EXERCISE DIRECTIONS :: Reproduce the line that holds "[locate] the fog" together with all the lines after it up to the end of the entries.

(Data entries)
- Opening Delimiter -
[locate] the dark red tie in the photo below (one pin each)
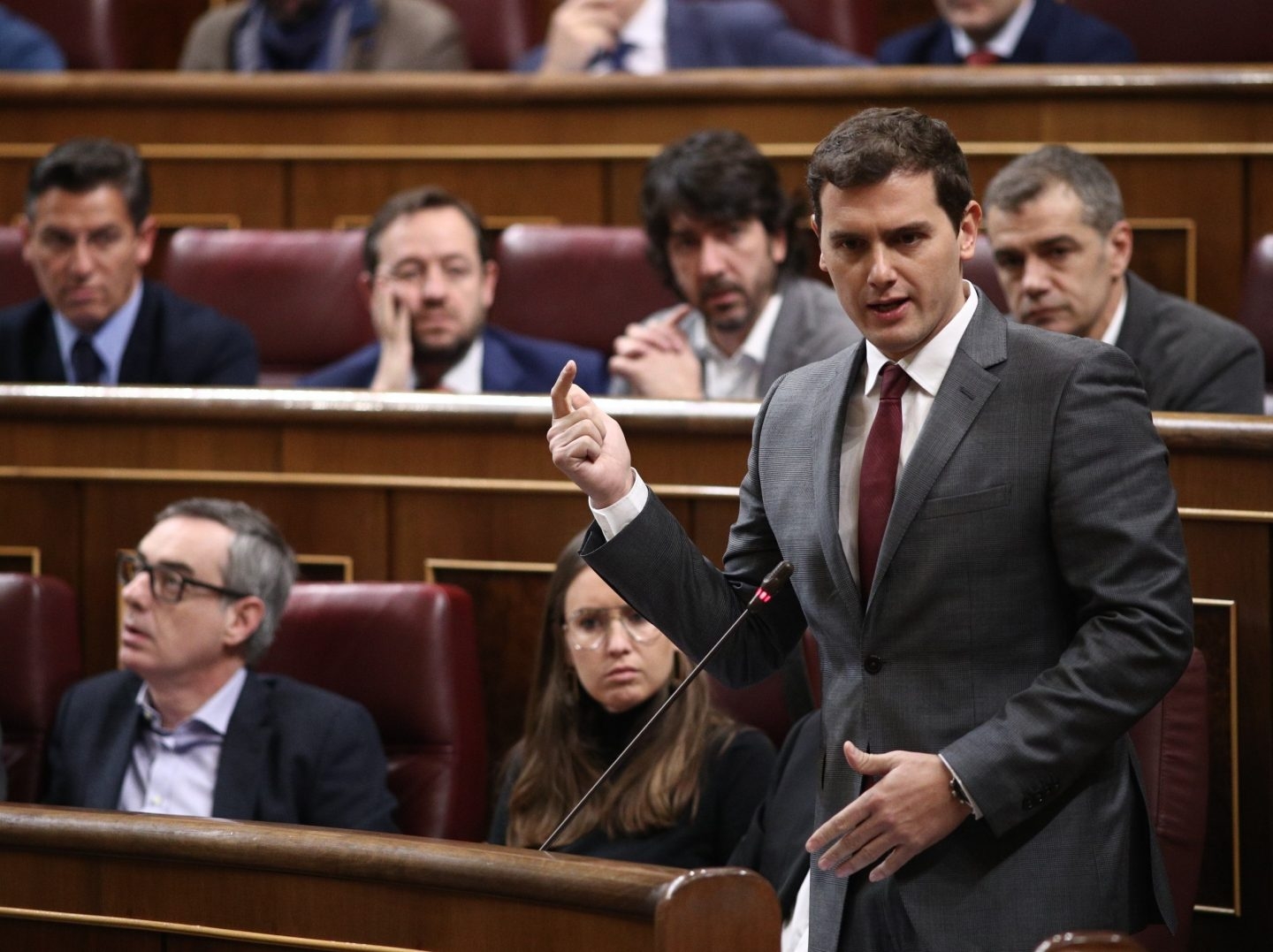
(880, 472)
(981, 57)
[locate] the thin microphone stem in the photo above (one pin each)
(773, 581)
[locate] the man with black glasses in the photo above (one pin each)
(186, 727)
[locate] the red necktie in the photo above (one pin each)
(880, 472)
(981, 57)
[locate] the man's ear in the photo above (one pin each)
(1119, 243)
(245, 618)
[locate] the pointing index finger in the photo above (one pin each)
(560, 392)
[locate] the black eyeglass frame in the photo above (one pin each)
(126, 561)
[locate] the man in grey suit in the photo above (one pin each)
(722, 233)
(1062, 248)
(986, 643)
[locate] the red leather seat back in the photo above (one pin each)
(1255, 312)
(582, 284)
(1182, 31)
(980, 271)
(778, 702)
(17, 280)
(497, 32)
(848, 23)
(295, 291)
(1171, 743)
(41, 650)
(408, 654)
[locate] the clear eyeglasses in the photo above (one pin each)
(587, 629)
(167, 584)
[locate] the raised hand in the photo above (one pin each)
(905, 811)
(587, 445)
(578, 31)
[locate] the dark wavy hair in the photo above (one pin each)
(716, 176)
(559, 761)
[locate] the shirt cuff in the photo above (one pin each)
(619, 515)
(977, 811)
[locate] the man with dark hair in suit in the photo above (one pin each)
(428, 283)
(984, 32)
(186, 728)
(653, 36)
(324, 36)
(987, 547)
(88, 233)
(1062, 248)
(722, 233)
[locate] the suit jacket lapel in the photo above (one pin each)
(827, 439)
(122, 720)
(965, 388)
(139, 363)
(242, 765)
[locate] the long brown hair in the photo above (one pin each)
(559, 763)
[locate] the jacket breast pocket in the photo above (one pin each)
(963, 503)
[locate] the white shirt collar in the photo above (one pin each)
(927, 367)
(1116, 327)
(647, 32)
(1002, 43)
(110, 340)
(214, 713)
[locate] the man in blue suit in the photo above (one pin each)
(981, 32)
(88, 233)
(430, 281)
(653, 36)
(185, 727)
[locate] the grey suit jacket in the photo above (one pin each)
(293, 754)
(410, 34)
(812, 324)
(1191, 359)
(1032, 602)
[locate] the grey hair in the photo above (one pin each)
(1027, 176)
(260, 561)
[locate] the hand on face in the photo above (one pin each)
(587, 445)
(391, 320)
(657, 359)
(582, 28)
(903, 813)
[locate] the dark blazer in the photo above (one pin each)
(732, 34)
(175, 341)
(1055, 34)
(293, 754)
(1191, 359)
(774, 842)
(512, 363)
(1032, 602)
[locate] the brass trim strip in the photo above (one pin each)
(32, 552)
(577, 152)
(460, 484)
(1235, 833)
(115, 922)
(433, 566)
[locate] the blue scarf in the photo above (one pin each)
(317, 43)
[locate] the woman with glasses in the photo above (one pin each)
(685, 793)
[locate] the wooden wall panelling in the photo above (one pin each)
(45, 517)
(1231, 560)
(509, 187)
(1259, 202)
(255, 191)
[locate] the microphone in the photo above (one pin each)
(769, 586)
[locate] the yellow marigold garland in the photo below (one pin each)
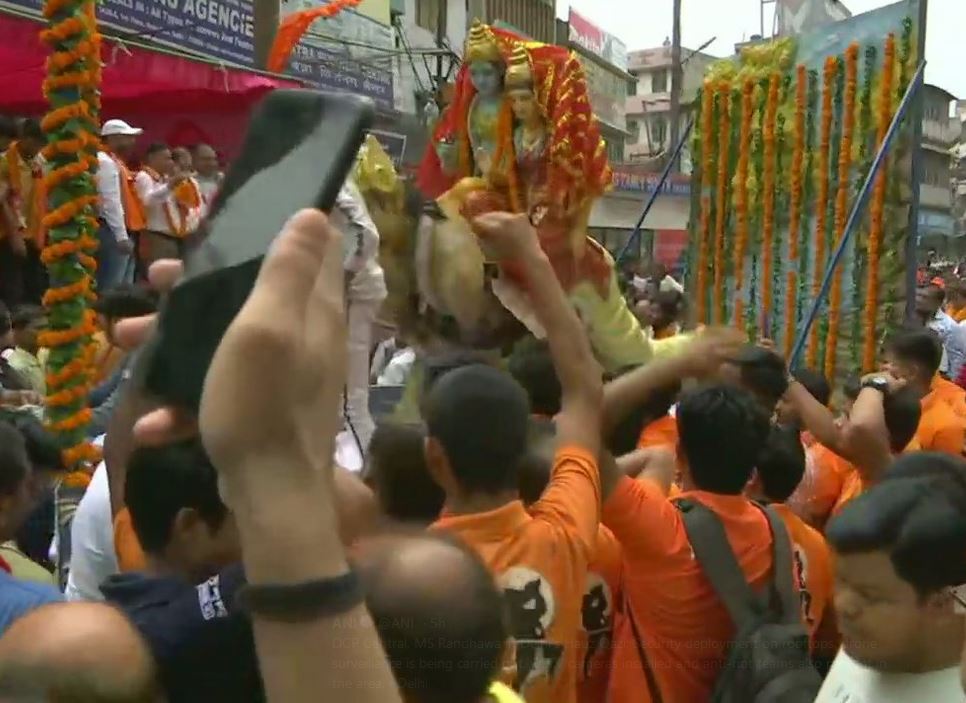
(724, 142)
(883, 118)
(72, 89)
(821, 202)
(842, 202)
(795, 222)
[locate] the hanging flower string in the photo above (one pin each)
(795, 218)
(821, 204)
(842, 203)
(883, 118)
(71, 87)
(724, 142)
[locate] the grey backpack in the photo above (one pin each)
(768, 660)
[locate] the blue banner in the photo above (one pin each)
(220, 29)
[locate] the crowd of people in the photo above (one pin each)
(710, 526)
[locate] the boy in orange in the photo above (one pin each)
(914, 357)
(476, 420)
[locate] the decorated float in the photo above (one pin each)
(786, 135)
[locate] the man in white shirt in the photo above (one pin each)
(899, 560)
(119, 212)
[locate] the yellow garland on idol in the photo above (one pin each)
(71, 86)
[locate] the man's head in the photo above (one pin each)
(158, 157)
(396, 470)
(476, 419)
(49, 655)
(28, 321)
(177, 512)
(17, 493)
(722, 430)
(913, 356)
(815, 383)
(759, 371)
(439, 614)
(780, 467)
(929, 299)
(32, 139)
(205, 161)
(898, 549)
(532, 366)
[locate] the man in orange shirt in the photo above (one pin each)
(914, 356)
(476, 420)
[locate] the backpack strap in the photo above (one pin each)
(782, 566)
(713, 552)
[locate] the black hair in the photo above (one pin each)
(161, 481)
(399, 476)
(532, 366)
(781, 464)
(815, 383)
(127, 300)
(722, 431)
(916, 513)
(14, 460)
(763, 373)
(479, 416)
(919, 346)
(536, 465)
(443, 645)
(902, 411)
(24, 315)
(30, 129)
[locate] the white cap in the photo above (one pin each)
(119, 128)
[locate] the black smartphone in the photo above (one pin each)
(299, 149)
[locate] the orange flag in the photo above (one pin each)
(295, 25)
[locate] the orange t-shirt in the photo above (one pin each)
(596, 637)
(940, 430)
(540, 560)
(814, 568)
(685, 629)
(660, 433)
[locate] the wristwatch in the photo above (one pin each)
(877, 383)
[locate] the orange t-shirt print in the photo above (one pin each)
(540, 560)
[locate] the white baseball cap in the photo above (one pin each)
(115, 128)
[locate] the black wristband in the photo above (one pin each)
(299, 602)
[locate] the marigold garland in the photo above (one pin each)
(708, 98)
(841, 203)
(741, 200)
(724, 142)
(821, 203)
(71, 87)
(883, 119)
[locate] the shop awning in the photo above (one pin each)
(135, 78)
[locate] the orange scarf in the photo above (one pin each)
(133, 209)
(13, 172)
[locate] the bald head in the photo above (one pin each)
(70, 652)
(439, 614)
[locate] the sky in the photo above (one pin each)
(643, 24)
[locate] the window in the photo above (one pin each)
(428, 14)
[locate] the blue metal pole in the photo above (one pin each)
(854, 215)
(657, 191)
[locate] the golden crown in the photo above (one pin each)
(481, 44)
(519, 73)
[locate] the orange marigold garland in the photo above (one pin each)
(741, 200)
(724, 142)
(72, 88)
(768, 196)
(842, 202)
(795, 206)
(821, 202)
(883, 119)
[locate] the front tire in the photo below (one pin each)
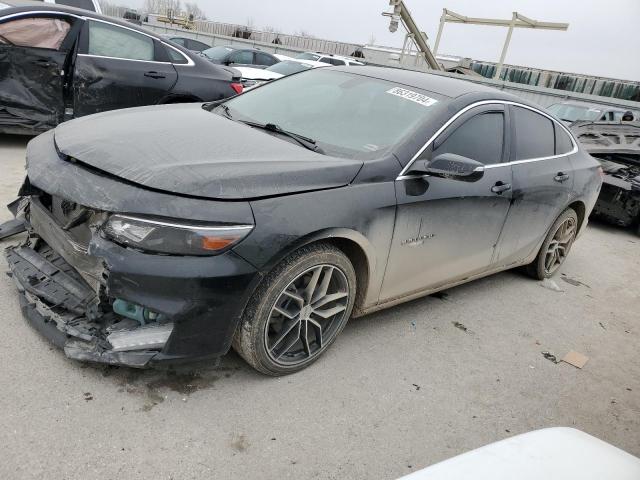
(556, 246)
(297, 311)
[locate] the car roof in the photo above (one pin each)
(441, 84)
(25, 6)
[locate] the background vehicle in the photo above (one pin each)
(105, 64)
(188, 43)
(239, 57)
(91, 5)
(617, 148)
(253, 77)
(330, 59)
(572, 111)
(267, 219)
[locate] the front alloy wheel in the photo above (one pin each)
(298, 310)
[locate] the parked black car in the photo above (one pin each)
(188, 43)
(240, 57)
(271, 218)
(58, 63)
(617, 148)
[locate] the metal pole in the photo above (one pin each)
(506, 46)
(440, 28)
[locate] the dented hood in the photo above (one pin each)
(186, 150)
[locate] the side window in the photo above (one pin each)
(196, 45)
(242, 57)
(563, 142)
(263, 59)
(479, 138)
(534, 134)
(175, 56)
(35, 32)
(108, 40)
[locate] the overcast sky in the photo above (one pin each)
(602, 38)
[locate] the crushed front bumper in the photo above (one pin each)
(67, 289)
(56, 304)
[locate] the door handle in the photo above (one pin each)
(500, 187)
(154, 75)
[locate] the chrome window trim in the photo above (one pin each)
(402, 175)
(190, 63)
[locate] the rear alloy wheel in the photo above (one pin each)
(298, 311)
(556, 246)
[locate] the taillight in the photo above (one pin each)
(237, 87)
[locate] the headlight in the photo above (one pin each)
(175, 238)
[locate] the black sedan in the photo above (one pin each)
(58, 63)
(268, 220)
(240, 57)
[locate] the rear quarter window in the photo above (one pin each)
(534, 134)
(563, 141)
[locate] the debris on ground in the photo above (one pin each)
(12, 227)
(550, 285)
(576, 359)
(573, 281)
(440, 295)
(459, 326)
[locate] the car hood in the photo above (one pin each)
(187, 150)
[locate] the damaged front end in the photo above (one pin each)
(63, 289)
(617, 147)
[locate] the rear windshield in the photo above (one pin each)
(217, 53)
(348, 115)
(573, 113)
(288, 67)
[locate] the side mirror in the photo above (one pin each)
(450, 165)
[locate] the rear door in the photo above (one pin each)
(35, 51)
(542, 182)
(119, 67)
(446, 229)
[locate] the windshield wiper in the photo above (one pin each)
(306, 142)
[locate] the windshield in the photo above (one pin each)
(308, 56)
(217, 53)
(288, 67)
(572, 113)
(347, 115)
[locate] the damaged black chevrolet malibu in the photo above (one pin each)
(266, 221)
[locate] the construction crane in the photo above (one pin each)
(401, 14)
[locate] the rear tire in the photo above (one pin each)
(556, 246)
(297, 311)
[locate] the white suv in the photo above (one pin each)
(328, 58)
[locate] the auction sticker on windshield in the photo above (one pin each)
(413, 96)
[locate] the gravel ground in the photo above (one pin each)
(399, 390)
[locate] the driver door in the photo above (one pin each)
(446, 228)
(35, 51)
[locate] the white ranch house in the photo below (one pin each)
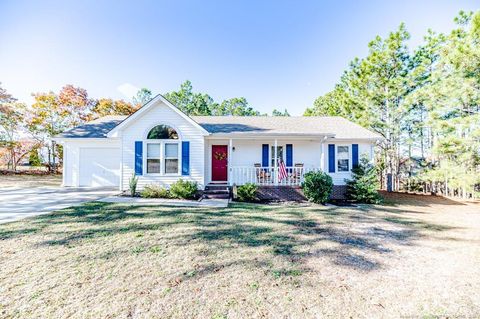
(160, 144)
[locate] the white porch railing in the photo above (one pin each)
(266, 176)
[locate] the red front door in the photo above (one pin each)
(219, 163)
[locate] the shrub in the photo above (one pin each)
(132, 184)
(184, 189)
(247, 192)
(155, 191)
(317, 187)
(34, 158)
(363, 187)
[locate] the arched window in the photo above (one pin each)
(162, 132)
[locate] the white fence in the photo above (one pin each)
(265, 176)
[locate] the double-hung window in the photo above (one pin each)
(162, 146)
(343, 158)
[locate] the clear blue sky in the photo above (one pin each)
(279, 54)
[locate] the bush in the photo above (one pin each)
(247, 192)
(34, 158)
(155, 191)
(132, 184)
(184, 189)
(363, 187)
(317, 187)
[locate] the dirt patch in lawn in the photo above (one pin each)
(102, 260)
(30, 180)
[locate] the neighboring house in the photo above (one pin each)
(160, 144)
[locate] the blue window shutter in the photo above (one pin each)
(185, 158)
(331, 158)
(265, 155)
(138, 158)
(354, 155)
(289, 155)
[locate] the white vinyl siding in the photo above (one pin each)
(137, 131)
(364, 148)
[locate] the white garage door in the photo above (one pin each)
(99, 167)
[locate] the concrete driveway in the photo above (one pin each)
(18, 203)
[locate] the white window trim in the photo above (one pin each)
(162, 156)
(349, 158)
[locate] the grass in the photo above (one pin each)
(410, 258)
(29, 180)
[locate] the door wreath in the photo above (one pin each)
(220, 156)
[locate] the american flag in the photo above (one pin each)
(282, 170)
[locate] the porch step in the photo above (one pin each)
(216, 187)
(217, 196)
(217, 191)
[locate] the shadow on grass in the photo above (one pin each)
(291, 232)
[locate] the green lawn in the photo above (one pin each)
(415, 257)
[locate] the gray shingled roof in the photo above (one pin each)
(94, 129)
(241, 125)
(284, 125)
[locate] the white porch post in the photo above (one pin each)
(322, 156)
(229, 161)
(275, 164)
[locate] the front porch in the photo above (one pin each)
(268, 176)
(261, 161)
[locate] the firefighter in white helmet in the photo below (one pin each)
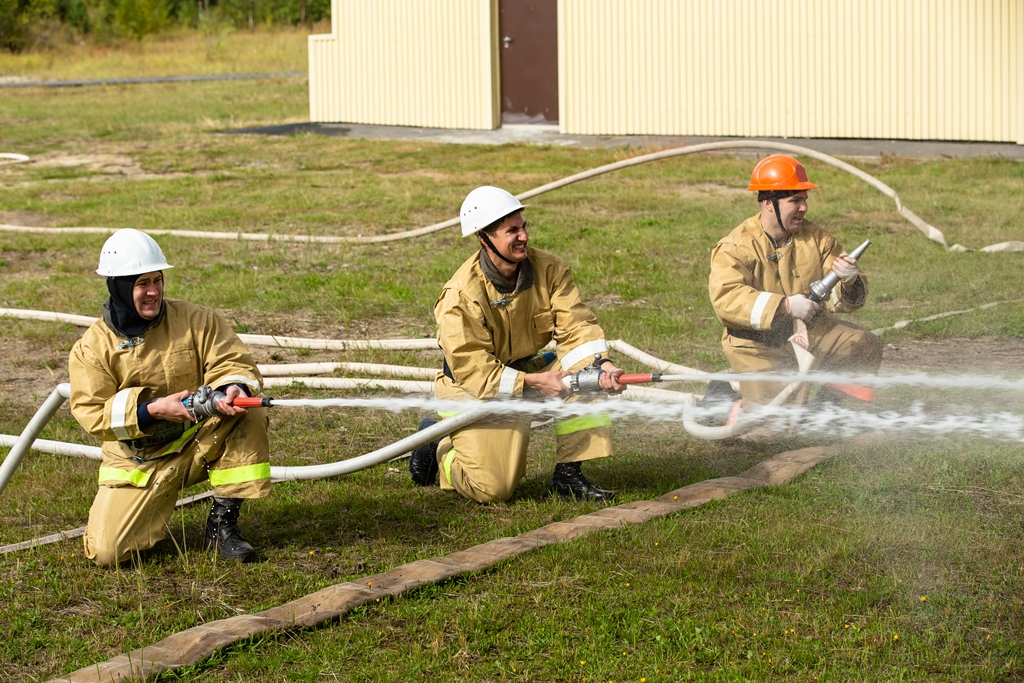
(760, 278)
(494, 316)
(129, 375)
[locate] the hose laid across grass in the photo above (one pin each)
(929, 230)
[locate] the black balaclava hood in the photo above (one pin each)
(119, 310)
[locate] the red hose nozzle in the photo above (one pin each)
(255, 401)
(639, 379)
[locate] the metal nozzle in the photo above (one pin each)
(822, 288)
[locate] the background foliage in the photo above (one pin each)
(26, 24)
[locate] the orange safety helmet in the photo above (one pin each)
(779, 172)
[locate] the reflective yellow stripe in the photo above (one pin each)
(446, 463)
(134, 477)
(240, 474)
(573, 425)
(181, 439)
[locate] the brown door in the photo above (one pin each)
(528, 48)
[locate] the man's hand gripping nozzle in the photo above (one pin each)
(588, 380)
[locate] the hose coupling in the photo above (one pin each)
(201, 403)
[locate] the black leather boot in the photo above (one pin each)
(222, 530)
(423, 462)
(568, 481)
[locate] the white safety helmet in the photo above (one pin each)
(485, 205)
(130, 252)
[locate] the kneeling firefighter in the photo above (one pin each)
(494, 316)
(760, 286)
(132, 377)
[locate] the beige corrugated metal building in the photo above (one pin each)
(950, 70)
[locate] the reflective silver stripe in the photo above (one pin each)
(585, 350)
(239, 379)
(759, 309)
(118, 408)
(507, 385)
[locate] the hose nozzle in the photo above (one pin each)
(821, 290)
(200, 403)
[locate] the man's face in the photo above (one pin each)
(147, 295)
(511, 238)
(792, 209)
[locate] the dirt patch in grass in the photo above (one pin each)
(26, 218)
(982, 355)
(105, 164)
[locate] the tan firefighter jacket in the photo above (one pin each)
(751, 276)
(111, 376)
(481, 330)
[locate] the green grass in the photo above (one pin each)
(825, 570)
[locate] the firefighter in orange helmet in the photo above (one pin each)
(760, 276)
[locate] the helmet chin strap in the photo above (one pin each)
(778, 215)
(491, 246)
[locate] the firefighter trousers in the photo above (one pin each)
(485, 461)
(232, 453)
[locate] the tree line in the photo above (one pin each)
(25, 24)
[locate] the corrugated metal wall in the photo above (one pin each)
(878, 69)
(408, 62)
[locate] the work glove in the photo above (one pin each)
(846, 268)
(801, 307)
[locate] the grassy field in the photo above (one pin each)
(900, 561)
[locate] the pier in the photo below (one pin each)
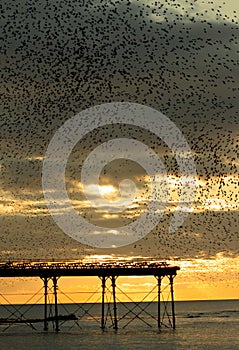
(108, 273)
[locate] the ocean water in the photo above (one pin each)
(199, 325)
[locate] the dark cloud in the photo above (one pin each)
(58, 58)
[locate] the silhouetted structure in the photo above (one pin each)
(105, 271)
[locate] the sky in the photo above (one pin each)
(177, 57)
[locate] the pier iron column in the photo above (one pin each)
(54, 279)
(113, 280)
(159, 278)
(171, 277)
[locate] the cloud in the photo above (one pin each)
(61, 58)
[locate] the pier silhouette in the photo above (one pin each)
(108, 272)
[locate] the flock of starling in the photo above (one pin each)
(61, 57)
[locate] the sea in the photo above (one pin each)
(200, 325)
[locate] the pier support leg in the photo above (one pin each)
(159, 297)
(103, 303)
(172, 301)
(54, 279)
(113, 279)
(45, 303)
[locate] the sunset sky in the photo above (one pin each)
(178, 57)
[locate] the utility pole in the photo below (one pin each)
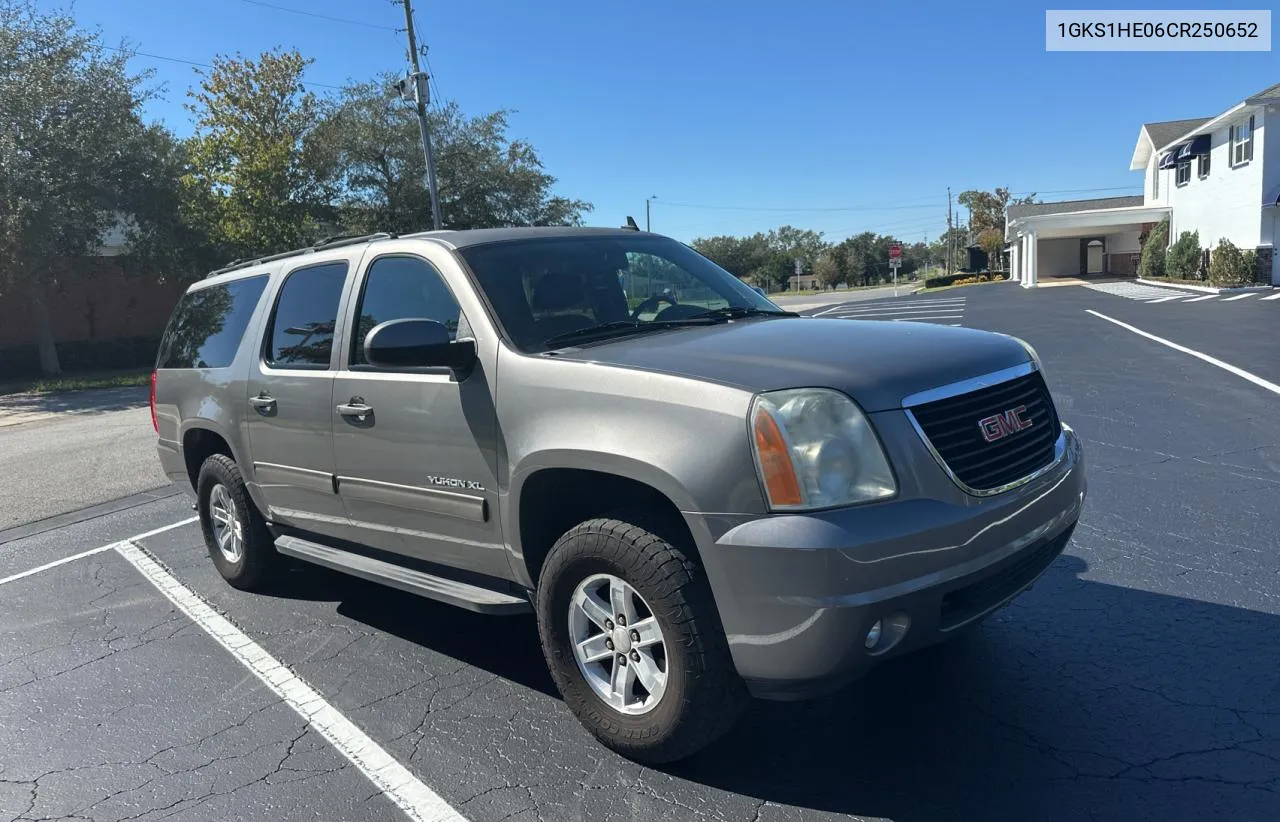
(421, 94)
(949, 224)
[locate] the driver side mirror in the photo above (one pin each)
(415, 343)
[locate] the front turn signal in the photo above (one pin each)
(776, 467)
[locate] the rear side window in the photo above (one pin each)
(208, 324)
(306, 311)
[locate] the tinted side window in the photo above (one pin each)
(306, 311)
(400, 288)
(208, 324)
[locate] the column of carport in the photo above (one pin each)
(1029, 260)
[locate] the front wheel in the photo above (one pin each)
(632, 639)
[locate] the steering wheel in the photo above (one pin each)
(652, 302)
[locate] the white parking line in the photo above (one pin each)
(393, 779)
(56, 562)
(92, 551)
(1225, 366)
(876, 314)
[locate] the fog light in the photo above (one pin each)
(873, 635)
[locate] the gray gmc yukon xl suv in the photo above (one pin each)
- Closing Delimiter -
SOLVED EXERCISE ::
[locate] the fog light in the photo above (one pin each)
(873, 635)
[locate] the gray gmc yukon xl suv in the photo above (one pin each)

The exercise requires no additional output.